Reproduce all of the records below word for word, omitting the pictures.

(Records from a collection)
— start —
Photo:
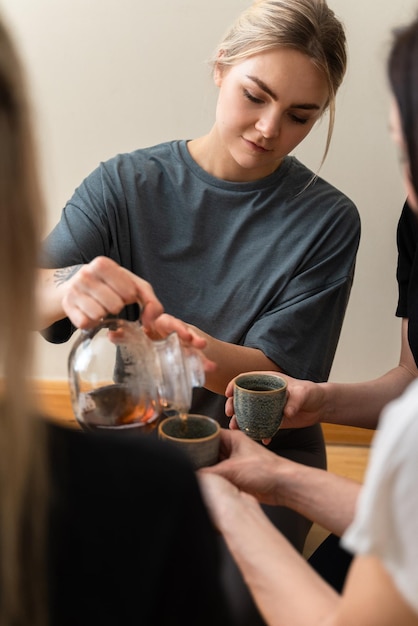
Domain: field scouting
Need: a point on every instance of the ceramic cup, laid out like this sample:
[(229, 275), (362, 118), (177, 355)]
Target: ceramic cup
[(259, 400), (197, 435)]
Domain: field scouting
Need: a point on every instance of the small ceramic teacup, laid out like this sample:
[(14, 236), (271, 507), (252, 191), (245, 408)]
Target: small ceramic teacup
[(197, 435), (259, 400)]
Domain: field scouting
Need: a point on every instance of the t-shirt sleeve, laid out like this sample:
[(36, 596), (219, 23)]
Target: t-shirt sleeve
[(386, 519), (300, 334), (85, 231)]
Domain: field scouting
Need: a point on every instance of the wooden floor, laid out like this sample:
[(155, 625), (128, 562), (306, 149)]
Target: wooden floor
[(345, 460), (347, 448)]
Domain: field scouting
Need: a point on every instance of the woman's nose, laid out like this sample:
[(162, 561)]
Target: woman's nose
[(269, 125)]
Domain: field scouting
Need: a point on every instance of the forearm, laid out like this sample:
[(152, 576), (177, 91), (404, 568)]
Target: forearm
[(50, 293), (276, 574), (360, 404), (231, 360)]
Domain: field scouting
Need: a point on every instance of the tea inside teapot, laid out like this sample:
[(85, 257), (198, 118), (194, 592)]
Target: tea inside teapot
[(119, 378)]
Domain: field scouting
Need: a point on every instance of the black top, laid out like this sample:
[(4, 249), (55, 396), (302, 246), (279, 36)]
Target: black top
[(407, 275), (130, 541)]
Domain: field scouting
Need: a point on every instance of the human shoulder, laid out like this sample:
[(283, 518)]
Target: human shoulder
[(115, 463), (312, 189)]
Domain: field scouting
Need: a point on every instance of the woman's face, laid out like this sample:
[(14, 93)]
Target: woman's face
[(267, 105), (398, 138)]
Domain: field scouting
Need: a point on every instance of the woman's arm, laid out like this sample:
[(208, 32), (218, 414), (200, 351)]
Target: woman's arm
[(349, 404), (231, 360), (287, 591), (325, 498)]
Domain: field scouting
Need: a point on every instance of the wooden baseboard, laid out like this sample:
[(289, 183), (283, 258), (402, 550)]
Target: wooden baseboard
[(54, 398)]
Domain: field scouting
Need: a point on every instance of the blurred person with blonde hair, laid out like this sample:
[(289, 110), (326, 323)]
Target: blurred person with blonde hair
[(93, 529)]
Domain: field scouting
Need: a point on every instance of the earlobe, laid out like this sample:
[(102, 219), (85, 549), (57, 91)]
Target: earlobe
[(219, 69), (218, 73)]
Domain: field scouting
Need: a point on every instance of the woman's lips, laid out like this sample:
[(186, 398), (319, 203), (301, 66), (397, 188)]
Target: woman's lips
[(255, 146)]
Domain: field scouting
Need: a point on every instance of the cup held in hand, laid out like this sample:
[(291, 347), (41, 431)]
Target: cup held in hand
[(259, 400)]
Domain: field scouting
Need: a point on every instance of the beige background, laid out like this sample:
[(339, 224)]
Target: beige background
[(113, 75)]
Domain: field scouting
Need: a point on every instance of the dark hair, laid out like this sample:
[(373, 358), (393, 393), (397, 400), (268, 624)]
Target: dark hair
[(403, 77)]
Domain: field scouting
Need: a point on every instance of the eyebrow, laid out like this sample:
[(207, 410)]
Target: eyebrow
[(266, 89)]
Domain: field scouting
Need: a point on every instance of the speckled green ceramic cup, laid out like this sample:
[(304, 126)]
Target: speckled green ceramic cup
[(197, 435), (259, 400)]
— end —
→ **Full answer**:
Photo:
Domain: field scouting
Need: a point on every instance of the ceramic cup, laid out like this sample:
[(229, 275), (362, 118), (177, 355)]
Target: ceramic cup
[(259, 400), (197, 435)]
Domain: field scouting
Need: a point on every instance of the small ceramic teacup, laid out like this sample:
[(14, 236), (271, 507), (252, 191), (245, 408)]
Target: small ceramic teacup
[(197, 435), (259, 400)]
Domain: field scouting
Need: a point on every instance of the t-shirt sleeve, laid out like this sample:
[(36, 596), (219, 23)]
Target: t-shirt sleeve
[(386, 519), (300, 334), (85, 231)]
Domain: field scouting
Need: a point on every instance of the wooden floor, laid out like this sample:
[(155, 625), (128, 562), (306, 149)]
Target: wooden floor
[(345, 460), (347, 448)]
Domain: field scouting
Need: a point on every instance of the woman's nose, laid out like this sample:
[(162, 561)]
Target: woman's nose
[(269, 125)]
Domain: field scouting
Need: a point on every instance of the forearm, laid out like this sample:
[(152, 576), (177, 91), (404, 568)]
Target: forearm
[(50, 293), (276, 574), (360, 404), (231, 360)]
Domain: field scouting
Need: a point on every instance of the tea inside teapot, laid out like this sample:
[(85, 257), (198, 118), (194, 592)]
Target: tea inside teapot
[(119, 378)]
Domain: field scouting
Need: a point on every instance of the black top, laid out like this sample:
[(4, 249), (55, 396), (302, 246), (279, 36)]
Target: black top
[(407, 275), (130, 541)]
Domain: field scouting
Need: a point on every instance of the human shoulder, laid out like this sample:
[(283, 518)]
Target: human shoulder
[(115, 463), (312, 189)]
Domain: field scouting
Need: a point on every instance of the woman's face, laid out like this sample:
[(14, 93)]
Target: woman's face
[(267, 105), (398, 138)]
Domain: field scouting
Need: a point on every instance of the woman's arm, laid out like this sample:
[(208, 32), (218, 414), (200, 351)]
Target: woman's arm
[(349, 404), (231, 360), (287, 591), (325, 498)]
Domain: field scouting
Need: a point on every instance of the wooden baseboard, laid out like this sample:
[(289, 183), (283, 258), (402, 550)]
Target: wooden baseboard
[(54, 398)]
Domain: field scouting
Need: a point on every instance of the blurred person with blonde hair, laid out like this sample:
[(289, 110), (326, 323)]
Target: blurred person with blonde hair
[(93, 529)]
Domain: field scouting
Need: a point on every instance of the earlobe, laid out like this sample:
[(102, 219), (85, 549), (57, 91)]
Target: earlobe
[(219, 69), (218, 73)]
Domain: field scouting
Need: a point on every instance of the woman's lips, laid out like this sample:
[(186, 398), (319, 203), (301, 66), (397, 188)]
Target: woman's lips
[(255, 146)]
Domain: field scouting
Need: a point on every instance of the cup held in hand, laid out like this sample:
[(291, 347), (41, 431)]
Target: cup held in hand
[(259, 400)]
Domain: field scouting
Need: a point on every instance of the beige background, laid out like this sample:
[(339, 224)]
Target: beige background
[(113, 75)]
Domain: field scouting
Need: a point on every instance of the dark hair, laid out like this sample:
[(373, 358), (393, 393), (397, 400), (268, 624)]
Target: dark hair
[(403, 77)]
Domain: field scouting
Need: a point on every instance of the eyebrow, laid out like this sample:
[(207, 410)]
Target: eyebrow
[(266, 89)]
Domain: field scouting
Need: a point on every instance of the speckled green ceramic cup, laid out like this sample:
[(304, 126)]
Target: speckled green ceramic cup
[(197, 435), (259, 400)]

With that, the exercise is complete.